(Dataset entries)
========================================================================

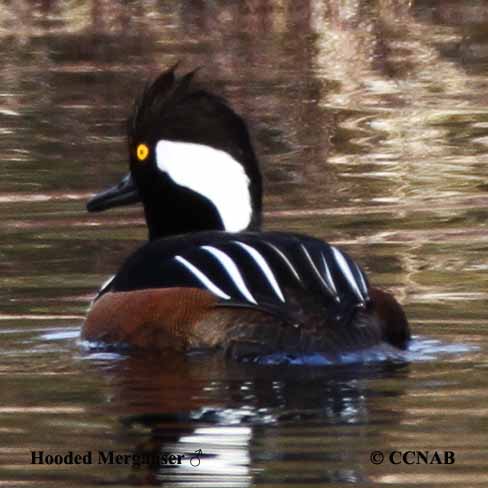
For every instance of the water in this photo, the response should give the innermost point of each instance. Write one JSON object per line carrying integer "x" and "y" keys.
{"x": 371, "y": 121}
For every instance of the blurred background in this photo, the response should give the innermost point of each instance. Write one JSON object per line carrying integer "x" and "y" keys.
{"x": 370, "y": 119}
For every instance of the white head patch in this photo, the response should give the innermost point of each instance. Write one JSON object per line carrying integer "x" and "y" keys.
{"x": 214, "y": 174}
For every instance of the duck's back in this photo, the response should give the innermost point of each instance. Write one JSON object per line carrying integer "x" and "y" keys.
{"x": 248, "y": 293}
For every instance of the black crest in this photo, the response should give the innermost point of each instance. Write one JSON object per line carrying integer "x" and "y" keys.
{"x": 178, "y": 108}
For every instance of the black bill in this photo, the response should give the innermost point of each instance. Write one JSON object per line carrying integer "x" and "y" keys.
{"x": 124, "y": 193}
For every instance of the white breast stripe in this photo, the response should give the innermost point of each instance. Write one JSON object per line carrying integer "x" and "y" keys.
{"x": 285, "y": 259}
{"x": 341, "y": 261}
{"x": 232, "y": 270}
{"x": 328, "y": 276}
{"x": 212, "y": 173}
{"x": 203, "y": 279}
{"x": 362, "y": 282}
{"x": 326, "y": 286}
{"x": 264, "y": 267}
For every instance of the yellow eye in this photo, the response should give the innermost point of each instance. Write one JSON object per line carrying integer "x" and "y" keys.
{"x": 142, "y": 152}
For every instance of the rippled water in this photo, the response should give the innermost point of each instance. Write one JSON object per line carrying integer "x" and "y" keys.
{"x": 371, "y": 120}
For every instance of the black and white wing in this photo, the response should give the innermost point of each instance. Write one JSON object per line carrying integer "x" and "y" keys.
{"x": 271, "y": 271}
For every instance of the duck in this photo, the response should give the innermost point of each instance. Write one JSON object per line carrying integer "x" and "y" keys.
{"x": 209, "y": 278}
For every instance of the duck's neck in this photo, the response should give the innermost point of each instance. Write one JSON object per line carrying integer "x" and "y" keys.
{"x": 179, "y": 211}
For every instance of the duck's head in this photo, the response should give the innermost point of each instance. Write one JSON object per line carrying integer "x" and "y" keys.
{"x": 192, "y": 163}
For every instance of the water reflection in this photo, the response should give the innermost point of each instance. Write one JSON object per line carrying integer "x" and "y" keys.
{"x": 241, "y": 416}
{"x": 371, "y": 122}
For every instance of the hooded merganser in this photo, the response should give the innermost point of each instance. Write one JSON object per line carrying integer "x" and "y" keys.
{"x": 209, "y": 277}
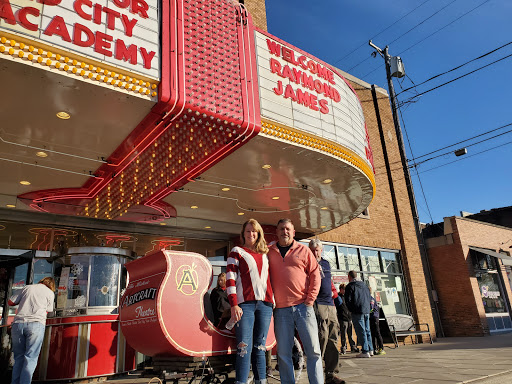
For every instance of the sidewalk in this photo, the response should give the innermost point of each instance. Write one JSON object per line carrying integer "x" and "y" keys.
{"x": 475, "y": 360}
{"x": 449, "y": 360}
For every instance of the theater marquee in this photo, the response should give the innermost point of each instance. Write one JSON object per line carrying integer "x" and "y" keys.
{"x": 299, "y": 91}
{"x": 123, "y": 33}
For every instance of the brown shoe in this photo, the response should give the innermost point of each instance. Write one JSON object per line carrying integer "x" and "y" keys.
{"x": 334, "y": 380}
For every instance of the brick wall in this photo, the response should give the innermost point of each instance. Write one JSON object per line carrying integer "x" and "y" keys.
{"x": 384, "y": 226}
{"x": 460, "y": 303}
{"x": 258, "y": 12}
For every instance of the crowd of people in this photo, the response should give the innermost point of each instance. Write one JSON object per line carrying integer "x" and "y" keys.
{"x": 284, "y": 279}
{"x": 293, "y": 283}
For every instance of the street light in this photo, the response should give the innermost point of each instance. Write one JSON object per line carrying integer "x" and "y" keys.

========================================================================

* _Aim of the task_
Please set the records down again exactly as written. The pictures should not be included.

* _Reply to the task_
For every instance of the water in this photo, the response should give the innermost point of each instance. Write one JSON object per line carrying integer "x" and "y" keys.
{"x": 371, "y": 121}
For every instance of the blurred background in this photo, the response should give the innermost point of each instance. Write one JSON object per line carrying integer "x" and "y" keys.
{"x": 370, "y": 119}
For every instance of the white head patch in this photo, the response should give the innermost point of each instance. Write one JSON object per line carrying integer "x" and "y" keys.
{"x": 214, "y": 174}
For every instance of the duck's back in this photo, the response should give the innermost point of each instance. Write one JSON object per line carrying integer "x" and "y" keys.
{"x": 248, "y": 293}
For every instance of the black crest in this photo, the response should give the innermost point of each instance. Write one JSON object per line carrying integer "x" and "y" keys.
{"x": 178, "y": 108}
For every instance of the black bill in this photo, the response should give the innermost point of each instance. Write one JSON object per line carrying integer "x" and "y" keys.
{"x": 124, "y": 193}
For every instance of the white breast stripe in this photo, the response should give the innermost point of each instance. Write one JSON object per line carrying integer "x" and "y" keys.
{"x": 285, "y": 259}
{"x": 341, "y": 261}
{"x": 232, "y": 270}
{"x": 328, "y": 276}
{"x": 212, "y": 173}
{"x": 203, "y": 279}
{"x": 362, "y": 282}
{"x": 326, "y": 286}
{"x": 264, "y": 267}
For every instance of the yellow eye in this photo, the response should give the innermost point of each instance. Write one JSON object per line carrying integer "x" and "y" keys.
{"x": 142, "y": 152}
For every instance of the rippled water in this photo, the response should give the innermost point of each instance. Write one JSON object per line carrying integer "x" and "y" keys.
{"x": 371, "y": 120}
For every instance of the black and white wing in this photo, the response should give the innermost point of each instance. Write one JSON object per line carrying integer "x" and "y" keys.
{"x": 271, "y": 271}
For every instance of the duck in this photo, the response should give the innermost point of each instance. Write one JSON object per line carrying integer "x" and "y" keys.
{"x": 209, "y": 278}
For every instance of the duck's neck in this photo, the response should give the innermost point of each instance. Write one JSON object per line carrying integer "x" and "y" keys.
{"x": 179, "y": 211}
For every instance of the duck's head in this photo, the response should give the innermost point of each instance. Write one JSON object per line carrying integer "x" and "y" keys.
{"x": 192, "y": 163}
For every instance of the water reflection in this photo, the response should give the innermost point of each instance. Write one JSON object per line carrying integer "x" and "y" keys.
{"x": 241, "y": 416}
{"x": 371, "y": 122}
For every instance of the hooded merganser in this photo, the response should give the innermost point of each instance. Write one JSON object per line carrying integer "x" and "y" keys.
{"x": 209, "y": 277}
For every instance of the sidewalk in this photo, the response should give the innermost point of each instance. Write one JSON object per line carrying integer "x" and "y" keys.
{"x": 475, "y": 360}
{"x": 449, "y": 360}
For every instance of the theater marquee in this photo, the response should give the innermost point of each instance. Write one JSON object per line carrying integer "x" and "y" keys.
{"x": 299, "y": 91}
{"x": 123, "y": 33}
For every instance of the brown shoe in this photo, the response should give the innermost point of each instance. Write one JSON object per line carrying integer "x" and "y" keys.
{"x": 334, "y": 380}
For every instance of the brick wall in this photo, the response should give the innermost point of each instance. Write one JSON object per line carrying integer "x" and "y" keys.
{"x": 384, "y": 226}
{"x": 460, "y": 303}
{"x": 258, "y": 12}
For every instance of the crowd of people in this photo, the response should give the innermost point of each instance. Write one JSON object per line carrying integer "x" and "y" keys.
{"x": 284, "y": 279}
{"x": 293, "y": 283}
For every instance of the street light in this photo, the response should give the innermost point of each instance. Write one JSON object per line carrying integer "x" and "y" keys.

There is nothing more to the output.